## Gestellte Aufgabe A
Geben Sie nur die Anzahl der Zeilen an, in denen die Zeichenfolge „return“ vorkommt. Groß- und Kleinschreibung ist dabei zu beachten.

## Seitenauszug
Blut-und-Boden-Ideologie

Blut-und-Boden-Ideologie
Reichsadler, Blut und Boden, Hakenkreuz, Schwert und Ähre
Reichsadler, Blut und Boden, Hakenkreuz, Schwert und Ähre: Richard Walther Darré auf einer Kundgebung des Reichsnährstandes in Goslar am 13. Dezember 1937, Aufnahme aus dem Bundesarchiv

Die Blut-und-Boden-Ideologie betrachtet die Abstammung (das „Blut“) und den Boden (um ihm mittels Landwirtschaft die Nahrung zu entziehen sowie als Lebensraum) und somit gleichsam das Bauerntum alter Abstammung als die wesentliche Lebensgrundlage. Sie entstand aus dem Rassismus und dem Nationalismus des späten 19. Jahrhunderts und war zentraler Bestandteil der nationalsozialistischen Ideologie.

Kritiker dieser Ideologie sehen in der Blut-und-Boden-Ideologie eine kriegstreibende Überhebung der (eigenen) Rasse (Blut) zur Legitimation für eine Nation, sich auszudehnen und den Bestand des eigenen Volkes durch die Vernichtung anderer Völker und die Aneignung fremden Bodens zu garantieren.

Inhaltsverzeichnis

Herkunft

Nachweisbar als Begriffspaar ist Blut und Boden bereits in dem 1922 erschienenen Werk Der Untergang des Abendlandes von Oswald Spengler, in dem vom „Kampf zwischen Blut und Boden um die innere Form einer verpflanzten Tier- und Menschenart“ gesprochen wird. Das Bild wurde dann von August Winnig übernommen, dessen Schrift Befreiung aus dem Jahr 1926 wie auch sein Buch Das Reich als Republik (1928) jeweils mit dem Satz: „Blut und Boden sind das Schicksal der Völker (Menschen)“ beginnen.

(Datensätze aus einer Datenquelle)
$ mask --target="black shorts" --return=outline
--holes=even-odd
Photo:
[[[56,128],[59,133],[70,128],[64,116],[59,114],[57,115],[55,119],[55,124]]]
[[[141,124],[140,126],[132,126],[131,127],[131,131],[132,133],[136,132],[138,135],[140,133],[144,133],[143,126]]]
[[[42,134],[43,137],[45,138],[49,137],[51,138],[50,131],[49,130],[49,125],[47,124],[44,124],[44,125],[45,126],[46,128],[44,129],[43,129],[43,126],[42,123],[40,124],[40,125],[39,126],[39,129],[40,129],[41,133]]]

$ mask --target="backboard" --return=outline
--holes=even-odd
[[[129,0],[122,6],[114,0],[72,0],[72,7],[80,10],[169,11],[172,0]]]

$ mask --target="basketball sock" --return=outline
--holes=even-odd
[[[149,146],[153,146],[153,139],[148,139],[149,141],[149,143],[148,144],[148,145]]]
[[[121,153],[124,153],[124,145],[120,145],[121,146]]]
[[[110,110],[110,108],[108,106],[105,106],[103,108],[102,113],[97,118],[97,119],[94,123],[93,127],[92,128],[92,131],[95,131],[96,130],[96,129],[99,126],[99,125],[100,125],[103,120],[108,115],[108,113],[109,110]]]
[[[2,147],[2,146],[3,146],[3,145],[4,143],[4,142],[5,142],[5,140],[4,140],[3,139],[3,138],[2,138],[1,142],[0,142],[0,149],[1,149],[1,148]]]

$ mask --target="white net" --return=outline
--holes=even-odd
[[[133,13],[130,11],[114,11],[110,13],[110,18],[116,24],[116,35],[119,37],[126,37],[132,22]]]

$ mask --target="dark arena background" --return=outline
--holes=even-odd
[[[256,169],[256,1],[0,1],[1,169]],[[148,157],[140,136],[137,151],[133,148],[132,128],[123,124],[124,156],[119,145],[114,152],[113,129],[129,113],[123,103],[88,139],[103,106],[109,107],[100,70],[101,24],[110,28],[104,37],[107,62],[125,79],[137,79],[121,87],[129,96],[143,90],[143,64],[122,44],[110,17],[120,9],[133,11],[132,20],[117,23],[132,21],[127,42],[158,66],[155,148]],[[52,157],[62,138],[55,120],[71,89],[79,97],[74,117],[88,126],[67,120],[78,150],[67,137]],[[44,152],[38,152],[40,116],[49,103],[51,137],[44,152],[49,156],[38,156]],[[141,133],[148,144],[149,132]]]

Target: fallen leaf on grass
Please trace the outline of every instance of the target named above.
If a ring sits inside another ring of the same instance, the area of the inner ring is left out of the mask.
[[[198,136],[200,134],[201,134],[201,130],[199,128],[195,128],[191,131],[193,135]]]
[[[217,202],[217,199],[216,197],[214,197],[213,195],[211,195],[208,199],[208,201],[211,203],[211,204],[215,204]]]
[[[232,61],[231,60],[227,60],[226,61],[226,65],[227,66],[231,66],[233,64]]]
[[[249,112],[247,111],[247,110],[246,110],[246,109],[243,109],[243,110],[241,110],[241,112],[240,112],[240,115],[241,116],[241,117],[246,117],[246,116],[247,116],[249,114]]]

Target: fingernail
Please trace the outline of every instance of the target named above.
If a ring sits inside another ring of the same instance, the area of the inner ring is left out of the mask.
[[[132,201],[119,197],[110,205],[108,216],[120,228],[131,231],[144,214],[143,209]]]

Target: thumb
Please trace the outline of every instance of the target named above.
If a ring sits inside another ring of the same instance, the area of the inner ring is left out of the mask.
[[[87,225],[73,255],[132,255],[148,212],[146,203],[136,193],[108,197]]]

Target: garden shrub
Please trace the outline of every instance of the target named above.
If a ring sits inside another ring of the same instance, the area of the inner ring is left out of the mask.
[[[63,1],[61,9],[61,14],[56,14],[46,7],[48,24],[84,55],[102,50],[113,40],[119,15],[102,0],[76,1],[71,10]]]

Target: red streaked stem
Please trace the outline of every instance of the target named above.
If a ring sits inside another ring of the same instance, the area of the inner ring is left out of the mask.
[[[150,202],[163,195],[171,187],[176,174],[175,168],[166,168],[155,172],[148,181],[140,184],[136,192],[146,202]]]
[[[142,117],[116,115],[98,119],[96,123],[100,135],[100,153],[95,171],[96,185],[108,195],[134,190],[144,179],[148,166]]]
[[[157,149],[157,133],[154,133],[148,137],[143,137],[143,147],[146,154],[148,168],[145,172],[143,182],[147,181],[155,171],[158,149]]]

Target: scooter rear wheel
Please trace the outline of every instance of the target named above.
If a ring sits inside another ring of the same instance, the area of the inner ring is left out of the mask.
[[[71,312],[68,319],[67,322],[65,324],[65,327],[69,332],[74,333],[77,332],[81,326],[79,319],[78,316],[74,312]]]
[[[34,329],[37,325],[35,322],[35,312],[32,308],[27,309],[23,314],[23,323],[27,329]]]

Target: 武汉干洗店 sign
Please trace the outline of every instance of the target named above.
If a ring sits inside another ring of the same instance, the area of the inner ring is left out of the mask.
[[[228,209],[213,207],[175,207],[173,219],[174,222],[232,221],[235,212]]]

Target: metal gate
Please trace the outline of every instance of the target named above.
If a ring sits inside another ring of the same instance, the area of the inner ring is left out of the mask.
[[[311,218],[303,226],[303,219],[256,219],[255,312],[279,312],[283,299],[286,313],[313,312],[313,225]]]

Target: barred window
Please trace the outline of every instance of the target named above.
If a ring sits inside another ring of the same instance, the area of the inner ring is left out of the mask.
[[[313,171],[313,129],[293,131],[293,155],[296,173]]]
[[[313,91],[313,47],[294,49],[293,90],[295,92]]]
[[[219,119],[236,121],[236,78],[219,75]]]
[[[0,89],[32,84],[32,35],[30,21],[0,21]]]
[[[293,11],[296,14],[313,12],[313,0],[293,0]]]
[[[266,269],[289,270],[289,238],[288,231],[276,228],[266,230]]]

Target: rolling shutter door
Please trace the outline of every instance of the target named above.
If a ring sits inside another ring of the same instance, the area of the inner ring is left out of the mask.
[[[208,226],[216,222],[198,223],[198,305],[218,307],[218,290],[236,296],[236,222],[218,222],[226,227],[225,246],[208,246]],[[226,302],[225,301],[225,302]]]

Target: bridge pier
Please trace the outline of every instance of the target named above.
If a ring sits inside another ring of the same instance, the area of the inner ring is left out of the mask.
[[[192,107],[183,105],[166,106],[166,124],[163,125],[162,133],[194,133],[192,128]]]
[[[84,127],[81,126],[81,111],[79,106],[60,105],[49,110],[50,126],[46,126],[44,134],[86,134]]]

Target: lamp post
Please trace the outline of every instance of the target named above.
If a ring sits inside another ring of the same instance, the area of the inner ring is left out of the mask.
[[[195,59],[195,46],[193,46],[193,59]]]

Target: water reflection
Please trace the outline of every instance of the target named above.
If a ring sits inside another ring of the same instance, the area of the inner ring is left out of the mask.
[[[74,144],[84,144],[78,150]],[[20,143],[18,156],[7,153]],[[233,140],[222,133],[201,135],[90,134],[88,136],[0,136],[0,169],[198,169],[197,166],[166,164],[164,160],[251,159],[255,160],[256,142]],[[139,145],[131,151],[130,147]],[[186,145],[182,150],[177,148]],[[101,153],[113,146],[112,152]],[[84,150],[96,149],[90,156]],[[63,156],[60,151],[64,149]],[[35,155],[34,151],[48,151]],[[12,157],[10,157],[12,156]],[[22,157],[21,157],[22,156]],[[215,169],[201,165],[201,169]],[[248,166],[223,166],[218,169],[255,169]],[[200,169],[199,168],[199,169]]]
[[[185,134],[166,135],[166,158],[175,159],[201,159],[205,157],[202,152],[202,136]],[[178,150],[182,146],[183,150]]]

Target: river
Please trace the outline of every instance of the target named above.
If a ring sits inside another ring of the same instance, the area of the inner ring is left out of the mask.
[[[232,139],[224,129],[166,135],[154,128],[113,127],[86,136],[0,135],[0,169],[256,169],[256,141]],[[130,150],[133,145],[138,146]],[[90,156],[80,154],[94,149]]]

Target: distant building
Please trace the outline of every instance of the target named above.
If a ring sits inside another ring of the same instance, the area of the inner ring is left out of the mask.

## Gestellte Aufgabe B
Mit welchem Satz beginnen laut dem Seitenauszug August Winnigs Schrift Befreiung und sein Buch Das Reich als Republik?

## Erwartete Antwort A
5

## Erwartete Antwort B
„Blut und Boden sind das Schicksal der Völker (Menschen)“